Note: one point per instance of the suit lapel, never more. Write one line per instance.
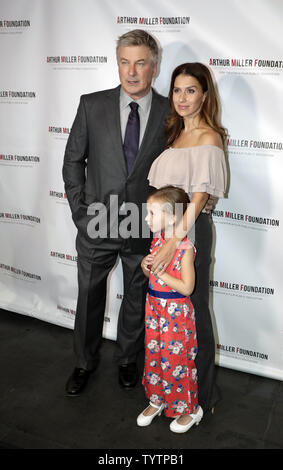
(156, 112)
(112, 114)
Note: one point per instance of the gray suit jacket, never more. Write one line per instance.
(94, 163)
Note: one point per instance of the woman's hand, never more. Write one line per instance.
(163, 257)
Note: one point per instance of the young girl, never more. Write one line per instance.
(170, 375)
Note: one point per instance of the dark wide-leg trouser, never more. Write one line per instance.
(92, 281)
(205, 359)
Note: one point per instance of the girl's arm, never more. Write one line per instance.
(186, 284)
(165, 254)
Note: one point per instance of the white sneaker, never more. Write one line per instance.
(143, 420)
(196, 419)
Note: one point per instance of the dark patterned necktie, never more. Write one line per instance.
(132, 136)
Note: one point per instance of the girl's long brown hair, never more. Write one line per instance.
(210, 110)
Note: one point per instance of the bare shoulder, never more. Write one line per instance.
(210, 137)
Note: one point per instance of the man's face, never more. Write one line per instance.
(136, 70)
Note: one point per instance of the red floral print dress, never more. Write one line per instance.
(170, 374)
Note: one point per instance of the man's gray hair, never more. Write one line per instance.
(139, 37)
· · · ·
Swap "one point per instance" for "a single point for each instance" everywhere in the items above, keeping every other line unchanged and leaving the pictures out.

REPLY TO THE TASK:
Note: a single point for each instance of the suit lapel, never more. Write one line per instance.
(156, 112)
(112, 114)
Note: a single point for each instance of the gray suit jacket, never more. Write one line per instance.
(94, 163)
Note: a single point for each instance of the woman's hand, never more. Write one line per instance.
(163, 257)
Note: a single point for each instance of the young girl, never more. Write one line per instance.
(170, 375)
Note: a single point for each instance of the dark wide-leg trouser, never more. Write one line per instance.
(92, 281)
(205, 359)
Note: a single point for each instance of the girl's arm, never more. Write one line per instance.
(186, 284)
(165, 254)
Note: a single point for each instance of the white sneaker, never more. Write one line per instance.
(143, 420)
(196, 419)
Note: a single point for each instance of the dark patterned necktie, never more. Write one line per instance.
(132, 136)
Note: a single point for each instance of the girl's long brown hair, never more. Write one line per instance.
(210, 110)
Note: a single point for each instance of the bare shoulder, never more. Write one line per instance.
(210, 137)
Note: a single point for each instance of the man's face, never more. Write one line per instance.
(136, 70)
Note: a single point for each instance of the red floral print dress, never more. Write one line per instance.
(170, 374)
Note: a single point for each instance of the man's gray hair, never more. Write one line per instance.
(139, 37)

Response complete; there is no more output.